======== Dataset entries ========

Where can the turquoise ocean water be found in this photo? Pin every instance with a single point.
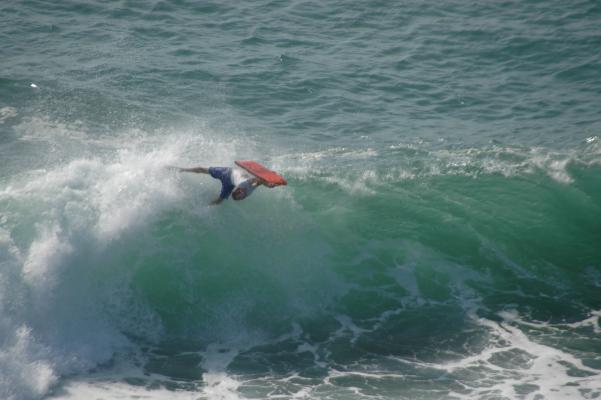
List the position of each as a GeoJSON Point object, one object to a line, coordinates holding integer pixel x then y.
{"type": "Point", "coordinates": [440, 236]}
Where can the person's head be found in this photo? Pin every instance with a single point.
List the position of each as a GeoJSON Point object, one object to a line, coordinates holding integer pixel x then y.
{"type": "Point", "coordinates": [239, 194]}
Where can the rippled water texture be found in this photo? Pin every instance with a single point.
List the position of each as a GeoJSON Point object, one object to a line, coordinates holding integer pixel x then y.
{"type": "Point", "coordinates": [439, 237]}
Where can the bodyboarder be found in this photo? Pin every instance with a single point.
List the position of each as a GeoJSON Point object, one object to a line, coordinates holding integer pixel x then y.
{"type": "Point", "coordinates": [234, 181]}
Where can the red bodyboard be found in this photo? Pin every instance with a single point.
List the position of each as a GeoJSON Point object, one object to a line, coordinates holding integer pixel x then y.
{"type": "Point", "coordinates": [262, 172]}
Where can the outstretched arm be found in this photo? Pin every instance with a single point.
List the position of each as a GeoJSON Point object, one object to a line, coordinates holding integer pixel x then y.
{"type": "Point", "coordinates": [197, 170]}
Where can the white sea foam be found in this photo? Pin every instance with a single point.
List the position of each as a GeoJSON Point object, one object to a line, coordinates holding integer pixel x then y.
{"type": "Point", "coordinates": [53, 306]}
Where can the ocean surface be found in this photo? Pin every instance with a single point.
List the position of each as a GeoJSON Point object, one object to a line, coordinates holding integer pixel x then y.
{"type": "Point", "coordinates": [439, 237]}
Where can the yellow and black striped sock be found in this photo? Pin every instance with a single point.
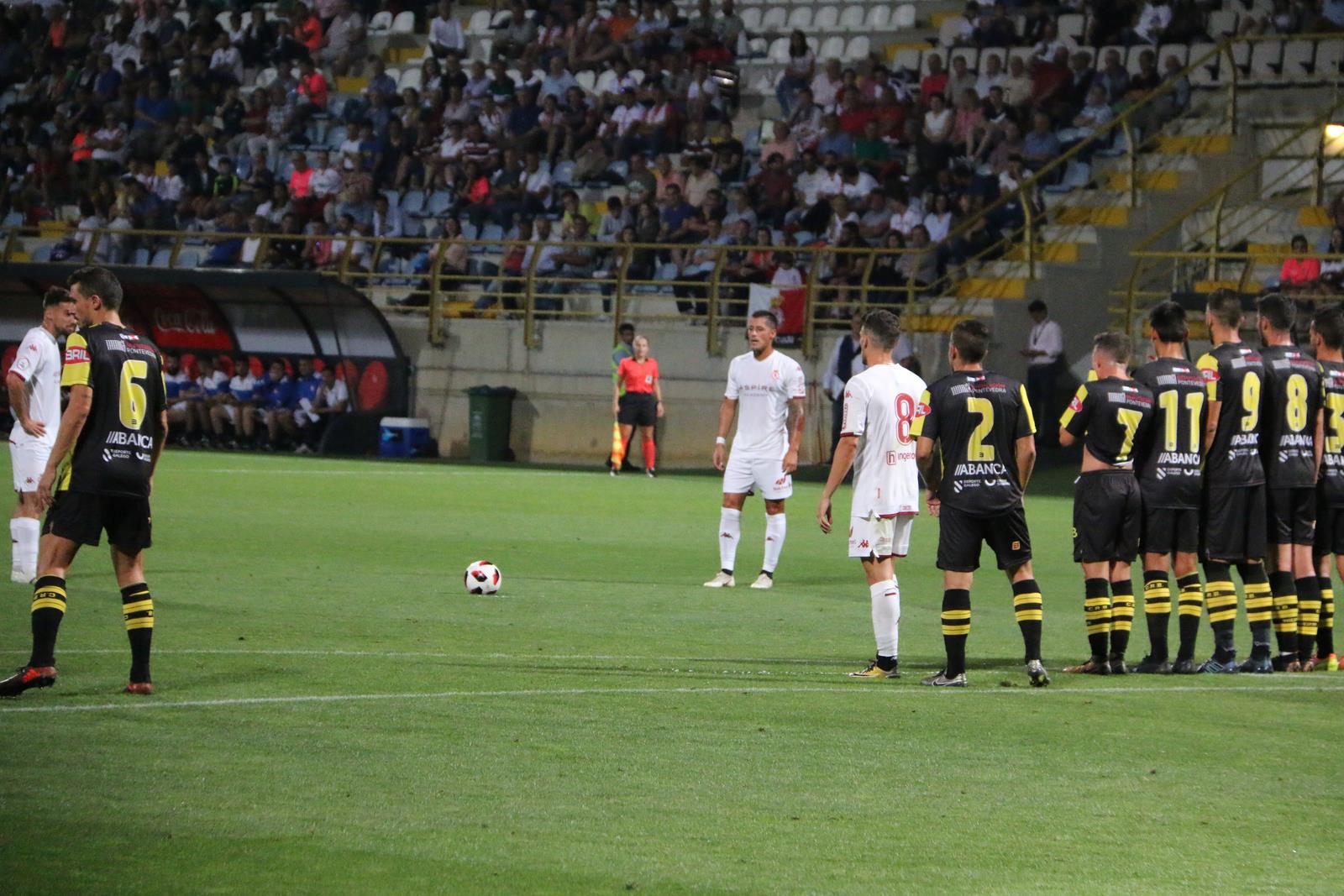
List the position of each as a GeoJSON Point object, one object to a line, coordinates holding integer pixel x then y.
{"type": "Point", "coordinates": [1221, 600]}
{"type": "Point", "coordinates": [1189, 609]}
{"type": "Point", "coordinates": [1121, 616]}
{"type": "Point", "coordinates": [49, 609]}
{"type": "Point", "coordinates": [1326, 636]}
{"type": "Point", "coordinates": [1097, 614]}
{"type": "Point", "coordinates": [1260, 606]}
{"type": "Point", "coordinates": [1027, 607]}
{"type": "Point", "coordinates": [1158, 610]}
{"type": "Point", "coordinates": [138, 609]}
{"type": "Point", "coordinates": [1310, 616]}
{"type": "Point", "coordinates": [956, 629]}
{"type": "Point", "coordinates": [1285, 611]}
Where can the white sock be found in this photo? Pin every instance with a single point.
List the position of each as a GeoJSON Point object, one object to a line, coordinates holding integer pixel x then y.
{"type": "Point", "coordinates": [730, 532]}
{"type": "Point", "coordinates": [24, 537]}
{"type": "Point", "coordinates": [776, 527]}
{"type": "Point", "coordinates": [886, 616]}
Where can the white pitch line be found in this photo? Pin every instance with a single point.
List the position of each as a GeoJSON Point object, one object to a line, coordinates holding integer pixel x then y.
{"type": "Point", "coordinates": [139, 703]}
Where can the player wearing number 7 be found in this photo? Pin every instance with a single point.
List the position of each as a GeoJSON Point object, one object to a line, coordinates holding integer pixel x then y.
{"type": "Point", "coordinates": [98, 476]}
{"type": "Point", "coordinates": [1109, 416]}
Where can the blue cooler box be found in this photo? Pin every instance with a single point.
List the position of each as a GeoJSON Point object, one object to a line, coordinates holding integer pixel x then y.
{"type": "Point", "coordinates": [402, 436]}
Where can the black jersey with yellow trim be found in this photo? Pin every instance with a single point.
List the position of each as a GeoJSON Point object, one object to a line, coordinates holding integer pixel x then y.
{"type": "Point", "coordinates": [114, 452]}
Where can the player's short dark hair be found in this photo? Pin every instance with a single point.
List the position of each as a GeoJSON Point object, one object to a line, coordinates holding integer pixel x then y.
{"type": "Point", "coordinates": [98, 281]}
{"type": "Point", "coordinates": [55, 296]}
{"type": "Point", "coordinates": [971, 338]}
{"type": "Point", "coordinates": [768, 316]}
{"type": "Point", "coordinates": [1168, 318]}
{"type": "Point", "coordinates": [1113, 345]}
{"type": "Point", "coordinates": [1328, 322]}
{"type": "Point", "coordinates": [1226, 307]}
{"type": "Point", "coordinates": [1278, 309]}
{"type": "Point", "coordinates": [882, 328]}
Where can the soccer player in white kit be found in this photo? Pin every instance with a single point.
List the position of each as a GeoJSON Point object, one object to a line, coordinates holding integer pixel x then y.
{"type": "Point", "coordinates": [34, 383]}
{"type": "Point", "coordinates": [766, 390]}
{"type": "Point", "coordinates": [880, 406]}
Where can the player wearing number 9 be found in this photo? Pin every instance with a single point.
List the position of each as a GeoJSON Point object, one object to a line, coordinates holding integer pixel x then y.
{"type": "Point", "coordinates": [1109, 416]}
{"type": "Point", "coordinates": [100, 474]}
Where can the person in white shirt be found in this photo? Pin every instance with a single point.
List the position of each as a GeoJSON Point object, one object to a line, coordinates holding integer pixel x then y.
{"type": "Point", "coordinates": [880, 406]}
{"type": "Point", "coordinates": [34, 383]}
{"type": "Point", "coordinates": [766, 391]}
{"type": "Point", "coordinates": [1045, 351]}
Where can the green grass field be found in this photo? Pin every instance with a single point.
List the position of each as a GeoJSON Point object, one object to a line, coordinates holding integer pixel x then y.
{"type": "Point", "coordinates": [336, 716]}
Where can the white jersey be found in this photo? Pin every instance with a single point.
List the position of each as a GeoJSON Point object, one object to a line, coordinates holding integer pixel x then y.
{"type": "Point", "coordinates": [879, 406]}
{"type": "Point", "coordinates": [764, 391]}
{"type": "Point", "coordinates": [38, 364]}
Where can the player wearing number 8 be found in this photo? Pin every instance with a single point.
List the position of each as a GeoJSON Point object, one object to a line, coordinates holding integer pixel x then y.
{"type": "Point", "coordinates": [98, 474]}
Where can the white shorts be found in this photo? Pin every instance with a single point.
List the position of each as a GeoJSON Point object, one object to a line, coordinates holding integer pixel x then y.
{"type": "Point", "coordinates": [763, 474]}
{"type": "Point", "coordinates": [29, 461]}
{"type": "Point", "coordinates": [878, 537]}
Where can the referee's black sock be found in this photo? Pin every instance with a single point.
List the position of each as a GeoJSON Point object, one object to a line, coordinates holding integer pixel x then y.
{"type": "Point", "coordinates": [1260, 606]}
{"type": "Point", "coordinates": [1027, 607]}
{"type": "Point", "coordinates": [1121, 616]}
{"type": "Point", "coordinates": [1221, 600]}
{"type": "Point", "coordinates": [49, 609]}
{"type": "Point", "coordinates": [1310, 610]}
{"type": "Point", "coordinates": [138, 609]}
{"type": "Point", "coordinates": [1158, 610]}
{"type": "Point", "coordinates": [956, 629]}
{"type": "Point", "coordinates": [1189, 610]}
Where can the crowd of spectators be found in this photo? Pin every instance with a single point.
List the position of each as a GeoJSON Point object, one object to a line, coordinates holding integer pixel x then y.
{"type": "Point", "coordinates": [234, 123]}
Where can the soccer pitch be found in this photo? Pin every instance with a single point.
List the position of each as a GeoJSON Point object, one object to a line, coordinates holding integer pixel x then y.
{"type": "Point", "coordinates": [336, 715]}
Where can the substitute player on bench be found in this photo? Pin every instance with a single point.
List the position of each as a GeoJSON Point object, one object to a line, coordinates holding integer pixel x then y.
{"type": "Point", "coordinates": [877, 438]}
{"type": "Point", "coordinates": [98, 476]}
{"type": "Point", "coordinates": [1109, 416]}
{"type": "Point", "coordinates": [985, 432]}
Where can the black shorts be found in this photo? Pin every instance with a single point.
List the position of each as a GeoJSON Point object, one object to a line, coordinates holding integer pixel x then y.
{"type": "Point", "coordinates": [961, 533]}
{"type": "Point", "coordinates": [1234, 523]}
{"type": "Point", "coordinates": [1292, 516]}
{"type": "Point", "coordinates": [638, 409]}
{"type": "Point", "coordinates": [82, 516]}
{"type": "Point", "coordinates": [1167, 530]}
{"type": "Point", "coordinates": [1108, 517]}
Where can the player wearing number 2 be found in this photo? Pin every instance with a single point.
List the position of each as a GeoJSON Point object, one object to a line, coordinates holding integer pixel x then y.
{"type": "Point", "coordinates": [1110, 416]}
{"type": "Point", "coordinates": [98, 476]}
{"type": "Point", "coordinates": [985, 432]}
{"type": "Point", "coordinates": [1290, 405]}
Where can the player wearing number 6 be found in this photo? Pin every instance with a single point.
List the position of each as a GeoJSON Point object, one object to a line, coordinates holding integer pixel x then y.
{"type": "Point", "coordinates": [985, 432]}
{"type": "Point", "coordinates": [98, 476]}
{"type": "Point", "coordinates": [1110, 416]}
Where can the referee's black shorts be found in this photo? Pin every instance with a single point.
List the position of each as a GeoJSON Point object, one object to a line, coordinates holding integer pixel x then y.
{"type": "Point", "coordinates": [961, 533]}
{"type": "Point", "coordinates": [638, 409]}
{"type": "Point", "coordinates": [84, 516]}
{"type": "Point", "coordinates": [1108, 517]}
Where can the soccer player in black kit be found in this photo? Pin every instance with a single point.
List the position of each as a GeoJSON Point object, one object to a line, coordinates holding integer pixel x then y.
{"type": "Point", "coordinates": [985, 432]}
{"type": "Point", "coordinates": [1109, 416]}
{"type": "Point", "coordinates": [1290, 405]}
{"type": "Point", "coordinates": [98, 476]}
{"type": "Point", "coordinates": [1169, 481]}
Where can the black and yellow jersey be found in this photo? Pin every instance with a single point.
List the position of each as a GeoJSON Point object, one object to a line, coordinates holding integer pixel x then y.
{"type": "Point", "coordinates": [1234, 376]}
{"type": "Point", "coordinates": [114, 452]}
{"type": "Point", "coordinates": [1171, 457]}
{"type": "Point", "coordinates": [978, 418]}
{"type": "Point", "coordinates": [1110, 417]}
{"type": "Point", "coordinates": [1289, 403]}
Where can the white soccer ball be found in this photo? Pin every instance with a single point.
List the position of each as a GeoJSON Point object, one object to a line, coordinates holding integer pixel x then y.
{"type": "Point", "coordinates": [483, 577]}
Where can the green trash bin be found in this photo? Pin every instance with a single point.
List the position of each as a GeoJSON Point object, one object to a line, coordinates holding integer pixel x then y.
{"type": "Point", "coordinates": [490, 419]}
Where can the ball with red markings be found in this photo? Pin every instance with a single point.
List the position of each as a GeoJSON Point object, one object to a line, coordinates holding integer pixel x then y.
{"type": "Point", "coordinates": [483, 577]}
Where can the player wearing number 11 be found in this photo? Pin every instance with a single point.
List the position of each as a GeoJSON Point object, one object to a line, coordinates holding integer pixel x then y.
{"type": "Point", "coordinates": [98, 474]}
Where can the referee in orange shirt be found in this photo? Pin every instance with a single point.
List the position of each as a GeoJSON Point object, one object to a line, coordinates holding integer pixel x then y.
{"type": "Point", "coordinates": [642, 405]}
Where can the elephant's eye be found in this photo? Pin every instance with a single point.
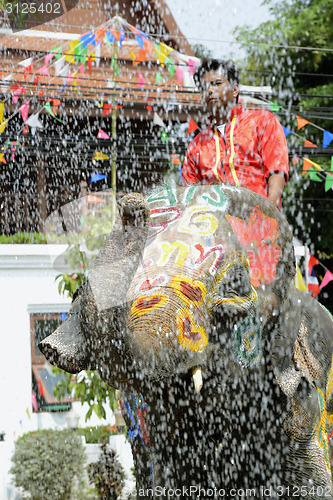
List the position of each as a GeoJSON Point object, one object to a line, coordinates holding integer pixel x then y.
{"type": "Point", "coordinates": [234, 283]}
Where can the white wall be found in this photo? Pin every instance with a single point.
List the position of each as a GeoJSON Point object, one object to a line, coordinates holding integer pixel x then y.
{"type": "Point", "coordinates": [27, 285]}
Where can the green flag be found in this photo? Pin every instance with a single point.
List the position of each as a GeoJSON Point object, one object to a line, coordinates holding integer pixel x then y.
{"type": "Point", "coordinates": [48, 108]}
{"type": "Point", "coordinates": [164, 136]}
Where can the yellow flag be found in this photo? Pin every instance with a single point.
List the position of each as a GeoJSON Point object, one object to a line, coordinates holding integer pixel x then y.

========

• _Prompt_
Extract all lines from the data in which "yellow" is found.

• _Task solution_
Where can the yellow and black striped sock be found in this photo? Pin every instance with a single point.
Where can the black jersey with yellow trim be found in this photo? Pin every instance with a single point.
Where can the black and yellow jersey be found in this photo? Pin every instance with a single point.
Where can the yellow flag be found in this photo? Pin every instance with a single point.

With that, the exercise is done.